**ASSIGNED TASK**. Copy every line from the one that holds "Label every instance of small metal" to the end of the records below, exactly and with nothing else, but without any pictures.

= = = = = = =

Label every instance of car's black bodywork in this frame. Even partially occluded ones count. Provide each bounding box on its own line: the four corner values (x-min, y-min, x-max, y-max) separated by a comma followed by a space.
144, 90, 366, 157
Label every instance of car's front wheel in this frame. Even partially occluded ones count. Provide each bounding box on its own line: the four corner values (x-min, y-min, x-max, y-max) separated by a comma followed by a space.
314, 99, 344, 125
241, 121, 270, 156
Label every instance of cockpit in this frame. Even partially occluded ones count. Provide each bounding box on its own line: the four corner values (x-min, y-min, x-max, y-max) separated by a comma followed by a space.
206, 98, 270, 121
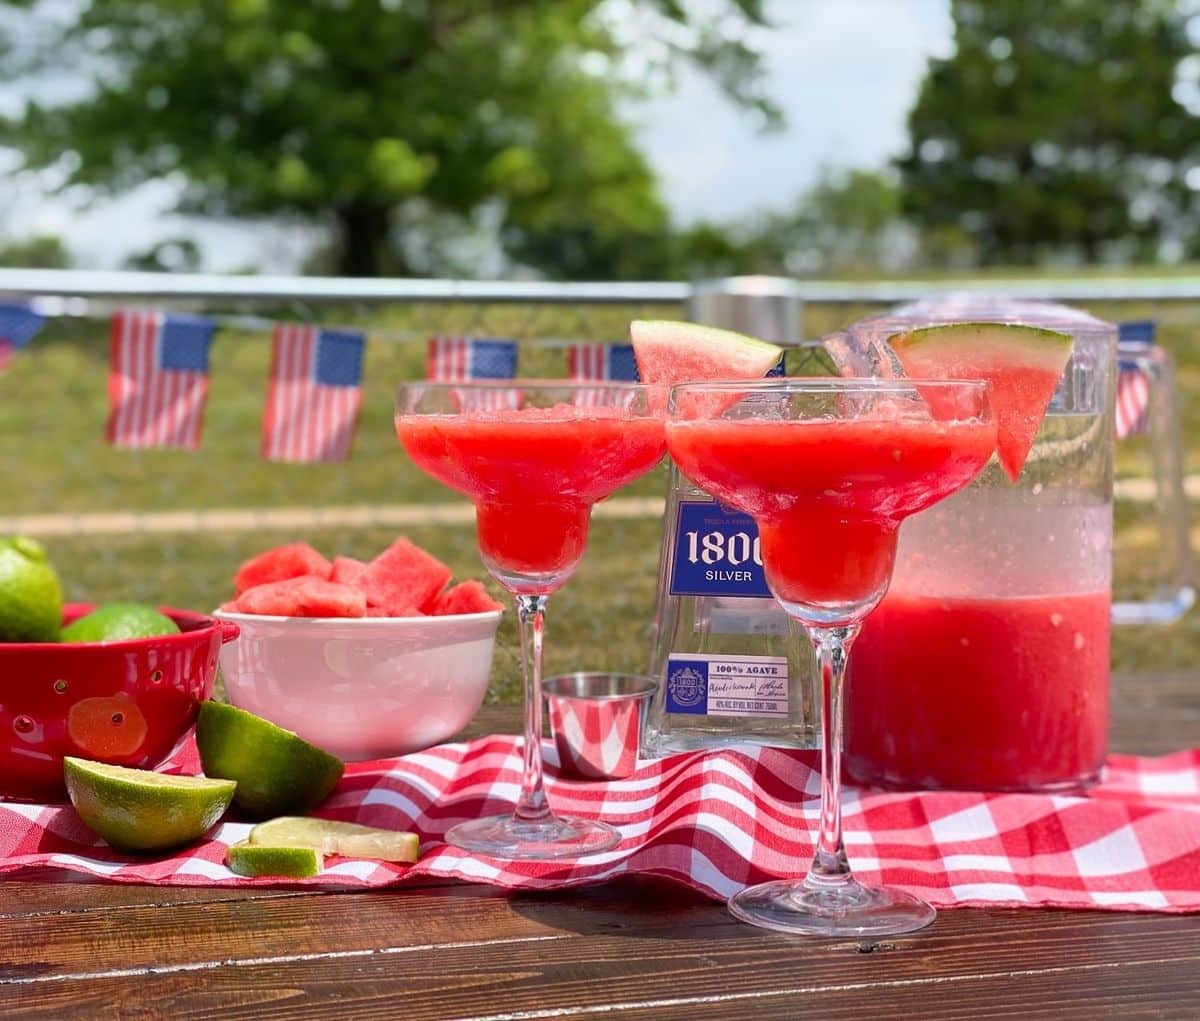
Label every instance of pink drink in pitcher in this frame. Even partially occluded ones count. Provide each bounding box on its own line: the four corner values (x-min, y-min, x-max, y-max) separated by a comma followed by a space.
840, 301, 1116, 792
845, 499, 1112, 791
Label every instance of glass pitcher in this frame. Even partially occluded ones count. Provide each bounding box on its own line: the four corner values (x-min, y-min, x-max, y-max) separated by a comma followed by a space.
836, 297, 1192, 793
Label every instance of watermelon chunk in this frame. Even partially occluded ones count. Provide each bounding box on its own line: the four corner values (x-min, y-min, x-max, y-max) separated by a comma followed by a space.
330, 555, 367, 585
630, 320, 784, 385
887, 322, 1073, 482
233, 576, 367, 618
429, 580, 505, 616
234, 542, 332, 594
352, 538, 452, 616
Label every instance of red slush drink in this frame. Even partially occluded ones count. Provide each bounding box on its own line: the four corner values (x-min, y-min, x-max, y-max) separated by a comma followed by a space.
396, 405, 665, 580
845, 587, 1110, 791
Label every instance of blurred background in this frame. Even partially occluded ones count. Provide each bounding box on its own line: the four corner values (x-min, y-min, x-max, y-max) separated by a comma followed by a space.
6, 0, 1199, 278
1, 0, 1198, 698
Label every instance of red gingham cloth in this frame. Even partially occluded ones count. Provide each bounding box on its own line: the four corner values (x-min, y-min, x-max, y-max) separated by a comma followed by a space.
3, 736, 1199, 912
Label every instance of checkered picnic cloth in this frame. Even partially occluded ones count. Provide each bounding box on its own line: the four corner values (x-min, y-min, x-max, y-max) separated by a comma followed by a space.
3, 736, 1199, 912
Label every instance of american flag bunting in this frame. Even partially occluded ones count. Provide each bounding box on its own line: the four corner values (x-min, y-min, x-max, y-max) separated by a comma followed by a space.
262, 324, 365, 463
1116, 321, 1155, 440
566, 342, 639, 382
0, 301, 46, 373
107, 309, 214, 450
427, 336, 519, 410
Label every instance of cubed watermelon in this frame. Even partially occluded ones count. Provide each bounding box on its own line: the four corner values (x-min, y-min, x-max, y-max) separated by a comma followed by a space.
234, 575, 367, 617
352, 538, 452, 616
234, 542, 333, 594
429, 580, 505, 616
330, 555, 367, 585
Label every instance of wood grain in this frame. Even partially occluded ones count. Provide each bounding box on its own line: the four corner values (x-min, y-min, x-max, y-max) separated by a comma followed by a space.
2, 904, 1198, 1020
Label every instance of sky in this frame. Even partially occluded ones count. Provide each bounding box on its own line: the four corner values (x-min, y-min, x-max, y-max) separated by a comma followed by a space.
632, 0, 953, 225
0, 0, 954, 272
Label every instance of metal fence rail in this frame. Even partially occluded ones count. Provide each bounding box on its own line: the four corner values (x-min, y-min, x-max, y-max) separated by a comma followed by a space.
7, 268, 1200, 305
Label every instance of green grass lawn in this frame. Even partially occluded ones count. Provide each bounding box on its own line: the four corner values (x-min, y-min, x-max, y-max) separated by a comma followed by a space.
1, 293, 1197, 700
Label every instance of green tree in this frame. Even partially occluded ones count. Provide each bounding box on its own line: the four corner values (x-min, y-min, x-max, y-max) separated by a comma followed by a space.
673, 169, 907, 278
0, 235, 70, 268
899, 0, 1200, 265
0, 0, 775, 278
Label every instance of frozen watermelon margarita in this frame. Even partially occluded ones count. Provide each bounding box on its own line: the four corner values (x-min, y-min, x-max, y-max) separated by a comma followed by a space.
666, 377, 996, 938
395, 381, 666, 859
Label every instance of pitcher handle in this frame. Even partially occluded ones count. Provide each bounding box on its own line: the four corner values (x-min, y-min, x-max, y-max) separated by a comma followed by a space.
1112, 342, 1195, 625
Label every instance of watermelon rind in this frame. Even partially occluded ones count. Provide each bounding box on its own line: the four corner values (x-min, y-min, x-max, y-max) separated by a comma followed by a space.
889, 322, 1072, 369
886, 321, 1073, 482
630, 320, 784, 383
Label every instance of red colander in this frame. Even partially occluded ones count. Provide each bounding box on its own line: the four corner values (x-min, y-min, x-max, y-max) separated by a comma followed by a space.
0, 603, 239, 802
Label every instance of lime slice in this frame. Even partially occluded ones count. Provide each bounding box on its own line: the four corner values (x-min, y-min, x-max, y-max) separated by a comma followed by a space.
62, 602, 180, 642
249, 816, 419, 863
195, 702, 345, 821
226, 841, 323, 878
63, 757, 236, 853
886, 322, 1073, 481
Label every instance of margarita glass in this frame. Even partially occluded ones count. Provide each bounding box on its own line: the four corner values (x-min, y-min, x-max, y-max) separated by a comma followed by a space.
666, 378, 996, 936
395, 381, 665, 859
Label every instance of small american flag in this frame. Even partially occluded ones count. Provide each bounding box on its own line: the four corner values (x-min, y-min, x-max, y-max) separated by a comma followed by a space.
107, 310, 214, 450
262, 324, 365, 463
1115, 321, 1155, 440
567, 342, 639, 382
427, 336, 519, 410
0, 302, 46, 373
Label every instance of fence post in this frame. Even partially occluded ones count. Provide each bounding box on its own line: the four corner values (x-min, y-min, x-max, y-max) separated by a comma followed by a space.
686, 275, 804, 344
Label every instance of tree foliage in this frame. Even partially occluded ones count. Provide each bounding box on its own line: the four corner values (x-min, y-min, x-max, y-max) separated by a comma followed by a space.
0, 234, 70, 268
0, 0, 774, 277
900, 0, 1200, 265
673, 169, 906, 278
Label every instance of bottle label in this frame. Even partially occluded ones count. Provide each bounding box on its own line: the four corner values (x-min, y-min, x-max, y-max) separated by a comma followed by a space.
669, 501, 772, 598
664, 653, 790, 718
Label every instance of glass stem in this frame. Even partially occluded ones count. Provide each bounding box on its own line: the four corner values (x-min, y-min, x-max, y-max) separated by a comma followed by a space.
805, 623, 860, 889
513, 594, 553, 824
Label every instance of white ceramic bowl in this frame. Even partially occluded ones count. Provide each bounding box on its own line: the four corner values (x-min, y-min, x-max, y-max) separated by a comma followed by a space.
212, 609, 503, 761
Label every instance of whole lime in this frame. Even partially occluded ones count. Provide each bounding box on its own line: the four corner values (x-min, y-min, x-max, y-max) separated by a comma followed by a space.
0, 536, 64, 643
62, 602, 181, 643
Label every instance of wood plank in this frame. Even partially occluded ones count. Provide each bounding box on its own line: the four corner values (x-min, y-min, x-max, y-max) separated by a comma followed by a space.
2, 901, 1198, 1020
0, 881, 714, 981
1111, 671, 1200, 754
593, 966, 1200, 1021
0, 872, 327, 919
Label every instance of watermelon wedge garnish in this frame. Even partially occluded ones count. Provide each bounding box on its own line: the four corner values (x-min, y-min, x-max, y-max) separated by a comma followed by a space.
886, 322, 1073, 482
630, 320, 784, 385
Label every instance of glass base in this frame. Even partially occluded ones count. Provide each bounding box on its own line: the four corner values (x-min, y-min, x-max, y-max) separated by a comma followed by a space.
445, 812, 621, 860
728, 877, 936, 937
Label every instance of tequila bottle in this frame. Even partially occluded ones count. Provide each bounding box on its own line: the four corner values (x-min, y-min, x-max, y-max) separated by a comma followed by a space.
643, 463, 819, 754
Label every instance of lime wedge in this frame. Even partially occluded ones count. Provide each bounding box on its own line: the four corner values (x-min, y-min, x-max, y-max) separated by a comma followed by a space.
63, 757, 236, 853
249, 816, 419, 863
195, 702, 345, 821
226, 841, 323, 878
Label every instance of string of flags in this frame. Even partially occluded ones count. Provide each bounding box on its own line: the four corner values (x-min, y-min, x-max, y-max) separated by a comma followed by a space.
0, 299, 1159, 460
0, 302, 46, 373
0, 303, 648, 463
1115, 320, 1155, 440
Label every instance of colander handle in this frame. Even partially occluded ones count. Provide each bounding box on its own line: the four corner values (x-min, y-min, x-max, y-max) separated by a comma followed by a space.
219, 621, 241, 643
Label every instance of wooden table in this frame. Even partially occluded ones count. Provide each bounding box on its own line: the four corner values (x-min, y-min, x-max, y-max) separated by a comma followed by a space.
3, 672, 1199, 1020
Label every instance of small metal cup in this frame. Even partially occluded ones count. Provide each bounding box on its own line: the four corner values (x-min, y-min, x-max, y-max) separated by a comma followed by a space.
542, 673, 658, 781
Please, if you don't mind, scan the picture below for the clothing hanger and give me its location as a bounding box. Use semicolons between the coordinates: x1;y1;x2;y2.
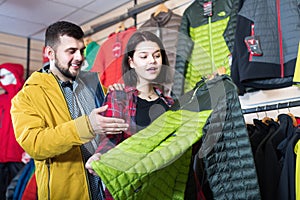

= = = = = = =

**WRITTEN ANSWER**.
Label every instance of small metal cup in this frame. Even partially occluded ones count. Provide each bounding box on its own line: the four corner values (x-min, y-min, x-max, y-max) separated by a comma followed by a space.
542, 673, 658, 781
Please, if you don't mind, scan the picture below for the clothing hanger and give me its location as a bounding box. Use semicolons between the coordinates: x1;y1;x2;y2.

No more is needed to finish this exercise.